# TASK SET
a) Please reproduce a portion of the passage on Mr. Riegel's manuscript, beginning at the words "I began a light" and stopping after "than 150 essays.".
b) Answer these questions using the passage on Mr. Riegel's manuscript:
(i) What was the title of the book-length manuscript mentioned in his later letters?
(ii) Whom did the editor engage to improve the manuscript's structure?
(iii) In what field was the editor trained?
c) Write what comes next in the passage on Mr. Riegel's manuscript, picking up after its final sentence.

As a result of its mention in Harry Browne's book, a flurry of mail orders came in which threatened to put The New Approach to Freedom out of print. I decided to reprint it, and this seemed a good time to look into Mr. Riegel's papers to see if there might be some other material that should be included in the new printing. I began by sorting what correspondence had survived and arranging it chronologically, and reading it. I became completely absorbed. Toward the last years, there began to be mention in his letters of a book-length manuscript, Flight from Inflation. I tried to finish the correspondence in the orderly fashion I had started out, but gave it up and plunged into the other papers to see if the manuscript would be there. It was. I read it through with mounting excitement, sometimes having to get up and walk around to work off superfluous energy so that I could go on reading. Except for the statistical data and illustrations, the book was not in the least dated, Not only was it not hurt for having lain undiscovered for twenty years, but in the light of world events, its relevance was more immediate now than when it had been written. I determined to bring it into print.

Could it be a commercial success? Perhaps not. How could one promote a book that was more than twenty years old and written by an unknown author who was no longer around to be interviewed and do all of the endless things that go into a successful book promotion? On the other hand, the sheer human interest and the factual circumstances, together with the substance of the book, might lend itself to a different kind of treatment. Here was a man who had devoted his life idealistically to understanding money, although he never had any of it nor any interest in acquiring it—a man who had died, alone and old, in a cold-water flat in New York City, working painfully to the end to complete a manuscript which then lay unsuspected for more than twenty years until it was timely for it to be discovered. An unmailed letter from the last months discloses how he had worked painfully, trying to hit the right keys of his old typewriter and unable to make corrections because he could not control his shaking hands to make legible pencil marks on the paper.

I began a light editing of the manuscript, then did more, and then some more, as my interest in the subject matter grew and deepened with a careful reading of his other writings. In time, I engaged a talented friend, George Morton, to try his hand at improving the structure. He took me at my word, re-organizing the structure and cutting it drastically. It was excellent pruning. I then grafted into the restructured manuscript new materials —fresh expressions and amplifications of his ideas—drawn from the rest of Mr. Riegel's papers consisting of a number of books and more than 150 essays.

Editing Mr. Riegel's work was an audacious task for one without any formal training in economics. I was trained in social anthropology, however, and had an appreciation for social systems and institutions. As an anthropologist, Mr. Riegel's analysis of the institution of money strikes me as elegant. Doubtless it will be debated whether the subject of his analysis is properly called money. Whatever the conclusion of that debate, however, there can be no doubt that he has analyzed an important feature of advanced exchange systems. I personally find with Mr. Riegel that money is the apt word to describe this phenomenon, which represents the culmination of a developmental sequence in the history of exchange. Those things now commonly called money are prior steps in that progression. I would regard the steps also as money, but money in its less developed forms—primitive money. Mr. Riegel's concept differs so strikingly from conventional ideas of money that it will be painful reading and mental adjustment for some people. Yet that may be one of the great and lasting values of this book—that it provoked its readers to think fundamentally about a subject that has long been taken for granted.

# DATA SHOWN
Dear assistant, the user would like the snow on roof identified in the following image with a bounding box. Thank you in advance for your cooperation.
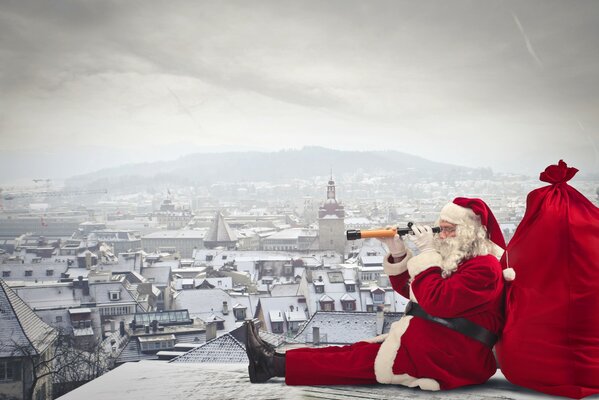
[170,333,248,363]
[141,229,206,240]
[69,308,92,315]
[73,327,94,337]
[268,310,285,322]
[55,361,544,400]
[285,311,308,322]
[295,311,377,344]
[0,279,57,357]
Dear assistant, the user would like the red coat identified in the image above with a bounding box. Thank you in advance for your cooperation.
[375,251,504,390]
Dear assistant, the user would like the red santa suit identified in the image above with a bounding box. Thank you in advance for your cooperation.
[285,198,505,390]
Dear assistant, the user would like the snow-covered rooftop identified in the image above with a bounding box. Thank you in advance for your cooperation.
[55,361,580,400]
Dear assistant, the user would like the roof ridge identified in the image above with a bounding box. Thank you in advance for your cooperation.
[0,279,57,354]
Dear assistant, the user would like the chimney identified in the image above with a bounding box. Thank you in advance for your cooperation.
[85,250,92,269]
[223,301,229,315]
[206,321,216,342]
[376,306,385,335]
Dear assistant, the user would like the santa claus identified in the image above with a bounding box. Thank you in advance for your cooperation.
[246,198,505,390]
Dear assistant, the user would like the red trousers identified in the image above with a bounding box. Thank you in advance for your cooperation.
[285,342,381,385]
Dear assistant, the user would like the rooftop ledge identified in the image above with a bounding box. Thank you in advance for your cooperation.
[60,361,599,400]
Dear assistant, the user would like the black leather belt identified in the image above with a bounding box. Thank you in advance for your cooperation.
[405,301,499,348]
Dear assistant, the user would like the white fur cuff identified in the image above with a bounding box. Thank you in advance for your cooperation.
[383,250,412,276]
[362,333,389,343]
[408,251,443,278]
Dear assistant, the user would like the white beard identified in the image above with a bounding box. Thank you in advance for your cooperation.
[434,236,470,277]
[434,224,494,278]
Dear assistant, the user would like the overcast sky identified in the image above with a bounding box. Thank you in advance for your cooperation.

# RESULTS OF THE TASKS
a)
I began a light editing of the manuscript, then did more, and then some more, as my interest in the subject matter grew and deepened with a careful reading of his other writings. In time, I engaged a talented friend, George Morton, to try his hand at improving the structure. He took me at my word, re-organizing the structure and cutting it drastically. It was excellent pruning. I then grafted into the restructured manuscript new materials —fresh expressions and amplifications of his ideas—drawn from the rest of Mr. Riegel's papers consisting of a number of books and more than 150 essays.

b)
(i) Flight from Inflation
(ii) George Morton
(iii) Social anthropology

c)
There is so much in Mr. Riegel's papers that did not find its way into either The New Approach to Freedom or this volume, that I should like to offer the reader in this Preface some of the perspective I have personally gleaned from studying the rest of his papers, perspective on Mr. Riegel as a person as well as on the development of his thinking.

Mr. Riegel's sense and grasp of individualism was intuitive and unerring. It was not a retreatist or ‘go-it-alone’ philosophy; he was fully aware that individualism flourishes best in a rich social context. He had a balanced perspective on the healthy interdependence of individuals and institutions—at least, those institutions that are voluntary and nonpolitical. His unfailing principle was that freedom of exchange is the foundation of all freedoms. To enlarge exchange is to liberate the individual; to circumscribe it is to enslave him. The crucial question for him, therefore, was to discover which institutions have the effect of freeing exchange and which have the effect of restricting and narrowing it. His final conclusion would be that the single most restraining influence on freedom of exchange is our presently socialized monetary system.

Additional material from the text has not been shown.